Source passage -

━━━━

Washington Commanders
- Title: Assistant general manager

Personal information
- Born: La Mesa, California, U.S.

Career information
- Position: Wide receiver
- College: San Diego Mesa (1995–1996); San Diego (1997);

Career history
- San Diego Chargers (1996–1997) Staff assistant; ; Detroit Lions (1998–2023) Player personnel assistant (1998); Area scout (1999–2004); National scout (2005–2007); Assistant director of college scouting (2008–2014); Director of college scouting (2015–2016); Director of player personnel (2016–2021); Senior director of player personnel (2022–2023); ; Washington Commanders (2024–present) Assistant general manager; ;

= Lance Newmark =

American football executive

Lance Newmark is an American professional football executive who is the assistant general manager for the Washington Commanders of the National Football League (NFL). He played college football for the San Diego Mesa Olympians and San Diego Toreros before joining the NFL's San Diego Chargers as a staff assistant in 1996. Newmark later joined the Detroit Lions in 1998, working as a scout and executive in various roles for 26 seasons until joining the Commanders in 2024.

==Early life==
Newmark was born in La Mesa, California. He played college football as a wide receiver for the San Diego Mesa Olympians from 1995 to 1996 before transferring to play the 1997 season with the San Diego Toreros. He graduated from the school with a degree in social sciences.

==Executive career==
Newmark joined the San Diego Chargers in 1996, serving two seasons under general manager Bobby Beathard. With the Chargers, he held the position of staff assistant. In 1998, he left for the Detroit Lions, where he became an assistant in the player personnel department. He then became an area scout for the Lions in 1999. After six years as an area scout, Newmark was promoted to national scout in 2005. He worked in that position from 2005 to 2007.

Newmark was promoted to assistant director of college scouting in 2008, which he served in through 2014, then to director of college scouting in 2015. He remained with the Lions under several different general managers and received another promotion, to director of player personnel, in 2016. By 2020, he was the Lions' longest-serving employee in the scouting department, and after general manager Bob Quinn was fired during the 2020 season, Newmark became one of three who jointly served as de facto general manager for remainder of the year along with Rob Lohman and Kyle O'Brien. Newmark was named senior director of player personnel in 2022.

In 2024, Newmark joined the Washington Commanders as assistant general manager under Adam Peters.

==Personal life==
Newmark is married and has three daughters.

━━━━

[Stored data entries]
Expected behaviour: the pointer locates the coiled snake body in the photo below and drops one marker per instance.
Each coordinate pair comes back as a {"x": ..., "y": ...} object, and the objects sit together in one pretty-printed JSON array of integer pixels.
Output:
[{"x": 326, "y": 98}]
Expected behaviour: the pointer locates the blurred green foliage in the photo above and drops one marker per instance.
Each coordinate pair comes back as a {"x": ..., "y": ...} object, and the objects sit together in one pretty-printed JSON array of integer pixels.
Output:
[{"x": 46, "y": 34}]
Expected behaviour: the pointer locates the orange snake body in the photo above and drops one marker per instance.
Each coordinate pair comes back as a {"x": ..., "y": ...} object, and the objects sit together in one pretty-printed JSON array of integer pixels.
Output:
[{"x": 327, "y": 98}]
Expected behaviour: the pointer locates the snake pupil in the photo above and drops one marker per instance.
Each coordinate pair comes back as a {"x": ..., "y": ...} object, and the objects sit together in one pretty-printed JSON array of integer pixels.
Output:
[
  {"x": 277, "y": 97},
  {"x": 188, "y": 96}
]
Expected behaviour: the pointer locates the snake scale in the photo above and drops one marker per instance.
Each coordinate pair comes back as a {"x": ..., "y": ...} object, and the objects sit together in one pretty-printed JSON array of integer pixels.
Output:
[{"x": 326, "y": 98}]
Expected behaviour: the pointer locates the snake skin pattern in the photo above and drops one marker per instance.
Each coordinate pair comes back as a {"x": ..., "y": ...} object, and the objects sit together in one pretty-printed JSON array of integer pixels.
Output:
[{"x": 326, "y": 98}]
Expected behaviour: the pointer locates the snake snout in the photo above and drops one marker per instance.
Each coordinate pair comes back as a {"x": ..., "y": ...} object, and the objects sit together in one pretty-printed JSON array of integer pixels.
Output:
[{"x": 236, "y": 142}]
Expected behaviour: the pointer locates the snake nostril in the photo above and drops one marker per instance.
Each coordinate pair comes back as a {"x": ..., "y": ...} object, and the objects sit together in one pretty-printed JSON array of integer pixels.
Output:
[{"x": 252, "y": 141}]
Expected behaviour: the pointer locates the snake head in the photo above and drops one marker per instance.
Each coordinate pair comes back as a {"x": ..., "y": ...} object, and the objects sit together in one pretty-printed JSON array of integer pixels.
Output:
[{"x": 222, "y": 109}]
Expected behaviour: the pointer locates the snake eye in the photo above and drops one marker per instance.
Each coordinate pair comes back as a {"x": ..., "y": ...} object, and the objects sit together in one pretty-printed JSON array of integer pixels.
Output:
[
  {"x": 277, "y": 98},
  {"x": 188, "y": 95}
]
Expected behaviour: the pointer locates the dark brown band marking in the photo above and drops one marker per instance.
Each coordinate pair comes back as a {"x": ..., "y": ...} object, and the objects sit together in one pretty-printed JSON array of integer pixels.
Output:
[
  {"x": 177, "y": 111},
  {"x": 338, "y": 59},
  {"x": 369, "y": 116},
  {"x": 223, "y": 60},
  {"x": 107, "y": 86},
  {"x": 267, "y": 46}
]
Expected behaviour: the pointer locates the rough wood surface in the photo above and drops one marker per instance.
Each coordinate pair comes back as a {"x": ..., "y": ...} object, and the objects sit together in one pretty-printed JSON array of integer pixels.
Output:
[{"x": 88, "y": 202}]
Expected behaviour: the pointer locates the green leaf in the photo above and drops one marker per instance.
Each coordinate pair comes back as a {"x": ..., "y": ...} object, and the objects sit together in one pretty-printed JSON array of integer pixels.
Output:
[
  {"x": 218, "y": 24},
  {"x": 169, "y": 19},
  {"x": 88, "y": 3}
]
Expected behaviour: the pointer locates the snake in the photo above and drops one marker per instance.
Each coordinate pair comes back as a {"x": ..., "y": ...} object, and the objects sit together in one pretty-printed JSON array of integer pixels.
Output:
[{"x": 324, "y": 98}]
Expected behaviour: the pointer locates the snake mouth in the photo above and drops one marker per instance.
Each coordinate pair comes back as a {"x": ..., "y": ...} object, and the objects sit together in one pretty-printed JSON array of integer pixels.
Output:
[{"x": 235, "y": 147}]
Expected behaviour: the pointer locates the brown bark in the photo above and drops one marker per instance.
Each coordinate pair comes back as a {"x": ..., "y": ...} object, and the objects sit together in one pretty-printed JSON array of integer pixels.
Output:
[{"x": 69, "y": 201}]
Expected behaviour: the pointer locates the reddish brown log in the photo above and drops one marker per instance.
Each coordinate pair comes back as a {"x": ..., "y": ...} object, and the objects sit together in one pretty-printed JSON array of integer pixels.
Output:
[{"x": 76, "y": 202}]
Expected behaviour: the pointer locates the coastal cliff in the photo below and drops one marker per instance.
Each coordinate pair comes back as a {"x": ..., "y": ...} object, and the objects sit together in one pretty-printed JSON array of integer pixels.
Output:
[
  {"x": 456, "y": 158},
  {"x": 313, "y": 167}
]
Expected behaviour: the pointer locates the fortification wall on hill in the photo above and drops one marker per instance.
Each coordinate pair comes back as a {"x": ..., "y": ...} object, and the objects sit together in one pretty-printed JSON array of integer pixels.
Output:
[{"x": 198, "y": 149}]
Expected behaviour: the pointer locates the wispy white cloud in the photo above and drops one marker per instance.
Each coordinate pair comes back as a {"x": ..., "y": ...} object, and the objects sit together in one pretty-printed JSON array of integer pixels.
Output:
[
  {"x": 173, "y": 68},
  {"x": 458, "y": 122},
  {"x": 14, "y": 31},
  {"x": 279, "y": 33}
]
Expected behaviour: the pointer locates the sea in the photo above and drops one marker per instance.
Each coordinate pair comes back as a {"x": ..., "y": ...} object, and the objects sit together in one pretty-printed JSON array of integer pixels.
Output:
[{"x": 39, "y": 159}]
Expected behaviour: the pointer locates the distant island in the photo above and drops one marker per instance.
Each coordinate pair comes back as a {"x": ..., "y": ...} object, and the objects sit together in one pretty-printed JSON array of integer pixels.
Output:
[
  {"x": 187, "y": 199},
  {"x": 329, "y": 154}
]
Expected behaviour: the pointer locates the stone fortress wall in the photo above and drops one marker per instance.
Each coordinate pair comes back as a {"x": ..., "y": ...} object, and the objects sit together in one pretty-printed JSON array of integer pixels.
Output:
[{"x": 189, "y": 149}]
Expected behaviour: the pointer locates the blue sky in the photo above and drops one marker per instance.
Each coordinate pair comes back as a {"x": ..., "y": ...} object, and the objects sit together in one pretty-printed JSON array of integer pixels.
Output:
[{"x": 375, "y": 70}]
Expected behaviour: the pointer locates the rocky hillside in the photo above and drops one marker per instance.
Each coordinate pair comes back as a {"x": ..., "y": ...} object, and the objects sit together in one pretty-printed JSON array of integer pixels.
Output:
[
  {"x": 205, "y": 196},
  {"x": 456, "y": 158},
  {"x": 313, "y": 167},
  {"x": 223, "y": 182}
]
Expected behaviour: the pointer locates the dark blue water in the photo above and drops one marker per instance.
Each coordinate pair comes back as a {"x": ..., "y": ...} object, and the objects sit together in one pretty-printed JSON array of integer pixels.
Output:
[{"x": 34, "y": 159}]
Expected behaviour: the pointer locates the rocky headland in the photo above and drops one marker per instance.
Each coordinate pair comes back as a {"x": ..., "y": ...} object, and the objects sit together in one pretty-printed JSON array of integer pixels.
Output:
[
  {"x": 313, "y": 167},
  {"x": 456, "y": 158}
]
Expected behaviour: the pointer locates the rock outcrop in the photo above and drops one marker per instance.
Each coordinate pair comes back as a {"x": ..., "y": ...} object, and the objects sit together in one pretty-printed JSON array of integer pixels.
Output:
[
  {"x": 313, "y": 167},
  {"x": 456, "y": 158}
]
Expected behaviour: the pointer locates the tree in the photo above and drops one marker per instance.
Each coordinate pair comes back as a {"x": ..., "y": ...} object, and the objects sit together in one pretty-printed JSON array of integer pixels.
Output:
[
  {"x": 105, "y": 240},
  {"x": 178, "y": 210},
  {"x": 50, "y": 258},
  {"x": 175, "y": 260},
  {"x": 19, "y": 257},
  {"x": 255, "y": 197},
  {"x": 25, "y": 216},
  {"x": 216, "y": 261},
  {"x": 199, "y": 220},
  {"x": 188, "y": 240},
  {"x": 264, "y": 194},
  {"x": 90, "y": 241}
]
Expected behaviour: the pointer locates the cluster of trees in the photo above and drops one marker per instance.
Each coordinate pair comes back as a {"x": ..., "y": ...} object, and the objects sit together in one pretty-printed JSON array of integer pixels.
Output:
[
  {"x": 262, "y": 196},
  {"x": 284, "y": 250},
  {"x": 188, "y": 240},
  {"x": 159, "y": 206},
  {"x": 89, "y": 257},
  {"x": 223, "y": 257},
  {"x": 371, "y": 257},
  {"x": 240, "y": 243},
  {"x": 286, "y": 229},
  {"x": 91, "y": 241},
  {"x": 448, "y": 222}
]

━━━━

Requirement 1 - Please retype the part of the Lance Newmark passage from "In 2024, Newmark" to "has three daughters.".
Requirement 2 - According to the Lance Newmark passage, what degree did Newmark graduate with?

Your response 1 -
In 2024, Newmark joined the Washington Commanders as assistant general manager under Adam Peters.

==Personal life==
Newmark is married and has three daughters.

Your response 2 - A degree in social sciences.